**Your goal**
Rewrite the listing below with every "Target" changed to "Object" and nothing else altered. Leave the pictures out of your answer.

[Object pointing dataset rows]
^^^^^^^^^^^^^^^^
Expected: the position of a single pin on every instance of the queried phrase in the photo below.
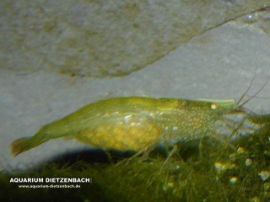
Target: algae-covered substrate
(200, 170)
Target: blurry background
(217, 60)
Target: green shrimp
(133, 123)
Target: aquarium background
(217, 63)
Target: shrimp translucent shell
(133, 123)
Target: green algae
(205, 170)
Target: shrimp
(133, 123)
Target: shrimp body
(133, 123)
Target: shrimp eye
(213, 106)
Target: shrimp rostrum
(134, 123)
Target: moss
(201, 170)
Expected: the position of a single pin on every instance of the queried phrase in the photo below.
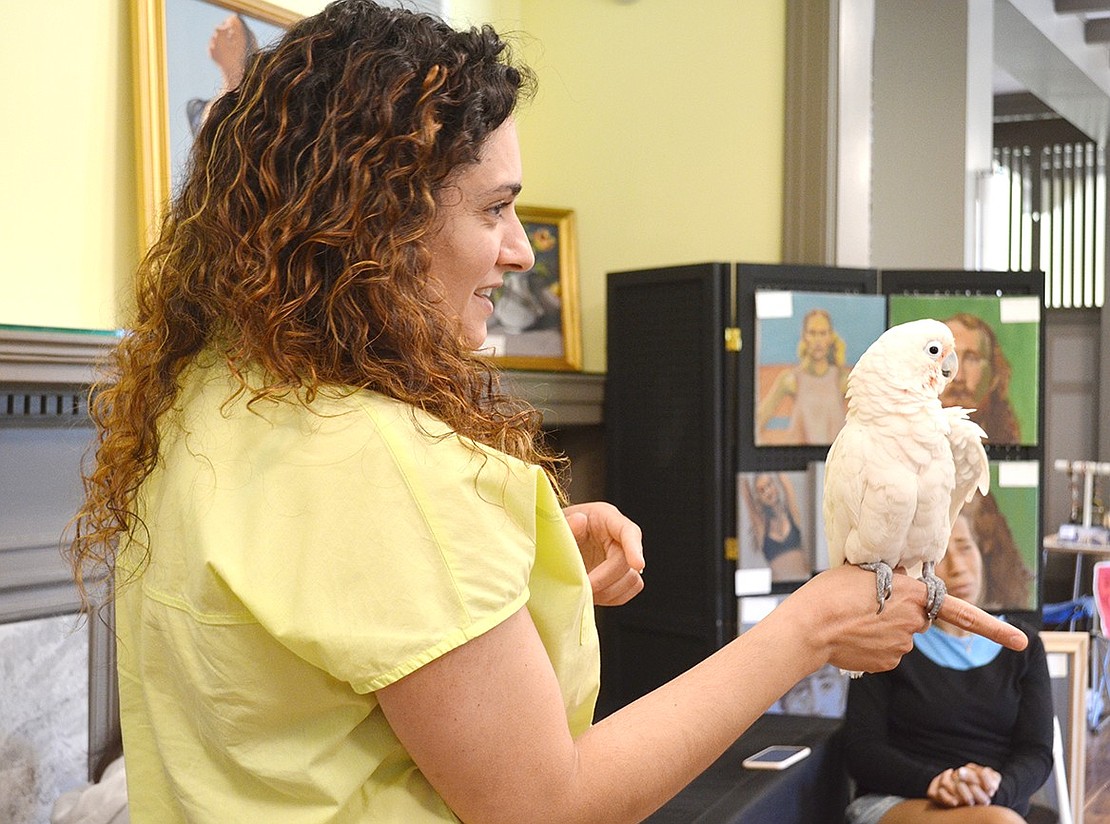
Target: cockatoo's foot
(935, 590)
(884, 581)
^^^^^^^^^^^^^^^^
**Answer below**
Expected: the position of a single pin on every instance of the queried phrase in the photo below.
Object: algae-covered substrate
(200, 170)
Object: blurry background
(217, 60)
Object: green shrimp
(133, 123)
Object: aquarium background
(217, 63)
Object: shrimp translucent shell
(133, 123)
Object: green algae
(205, 170)
Object: shrimp
(133, 123)
Object: shrimp body
(133, 123)
Object: shrimp eye
(213, 106)
Object: shrimp rostrum
(134, 123)
Object: moss
(201, 170)
Expected: the position of a single pin on every instance of the queried phrase in the photo below.
Object: cockatoo's foot
(935, 590)
(884, 581)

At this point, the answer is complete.